━━ Excerpted data
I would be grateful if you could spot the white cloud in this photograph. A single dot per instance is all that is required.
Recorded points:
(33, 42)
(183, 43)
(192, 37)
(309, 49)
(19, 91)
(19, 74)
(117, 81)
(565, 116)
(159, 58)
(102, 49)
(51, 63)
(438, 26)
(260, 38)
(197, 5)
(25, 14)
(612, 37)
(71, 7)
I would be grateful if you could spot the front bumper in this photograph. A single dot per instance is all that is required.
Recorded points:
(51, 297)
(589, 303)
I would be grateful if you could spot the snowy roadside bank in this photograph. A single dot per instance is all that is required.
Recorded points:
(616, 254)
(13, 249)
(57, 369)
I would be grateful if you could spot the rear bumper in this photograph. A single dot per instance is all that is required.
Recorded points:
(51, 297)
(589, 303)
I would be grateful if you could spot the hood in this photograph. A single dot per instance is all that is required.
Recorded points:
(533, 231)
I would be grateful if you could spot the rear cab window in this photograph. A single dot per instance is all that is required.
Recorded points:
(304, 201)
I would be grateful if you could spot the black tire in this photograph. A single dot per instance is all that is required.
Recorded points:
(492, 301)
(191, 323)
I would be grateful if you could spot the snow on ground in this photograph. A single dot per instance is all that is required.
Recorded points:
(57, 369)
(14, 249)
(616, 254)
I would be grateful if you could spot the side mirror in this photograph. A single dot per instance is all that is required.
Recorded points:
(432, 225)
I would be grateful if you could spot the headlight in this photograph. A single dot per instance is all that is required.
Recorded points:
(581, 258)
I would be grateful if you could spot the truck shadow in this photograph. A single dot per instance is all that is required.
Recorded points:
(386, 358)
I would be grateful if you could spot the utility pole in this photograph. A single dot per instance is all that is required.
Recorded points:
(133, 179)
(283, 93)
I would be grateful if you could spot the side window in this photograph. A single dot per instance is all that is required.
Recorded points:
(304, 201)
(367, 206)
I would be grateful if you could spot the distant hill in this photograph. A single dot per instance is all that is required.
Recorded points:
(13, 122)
━━━━
> _Required task_
Give the lines of the listing above as a JSON list of strings, one string per line and blank lines left out. Start with the line that contains "I would be grateful if you could spot the black" and continue through the final line of the listing.

> _Answer to the problem_
[
  "I would be grateful if you could spot the black tire in this photograph. A single dot per instance is all that is required.",
  "Recorded points:",
  "(492, 301)",
  "(191, 323)",
  "I would be grateful if you could spot the snow on ground in this photograph. A single dot per instance is all that is required.",
  "Recorded points:",
  "(57, 369)",
  "(14, 249)",
  "(616, 254)",
  "I would be grateful if you could spot the side mirror in this photograph. A single dot per instance is all that is required.",
  "Recorded points:",
  "(432, 225)",
  "I would be grateful if you could spot the headlight in this photograph. A single dot per instance is all that is required.",
  "Recorded points:",
  "(581, 258)",
  "I would be grateful if you could spot the truck shadow in this photograph. A single dot per instance is all that is required.",
  "Recorded points:",
  "(386, 358)",
  "I would be grateful if you could spot the utility pole in this photograph. A single dot per instance is all that is required.",
  "Recorded points:",
  "(133, 179)",
  "(283, 93)",
  "I would be grateful if you could spot the side window in this photograph. A single dot per instance is all that is required.",
  "Recorded points:",
  "(304, 201)",
  "(367, 206)",
  "I would be grateful if you could spot the distant hill in this photograph. A single dot per instance is all that is required.",
  "Recorded points:",
  "(13, 122)"
]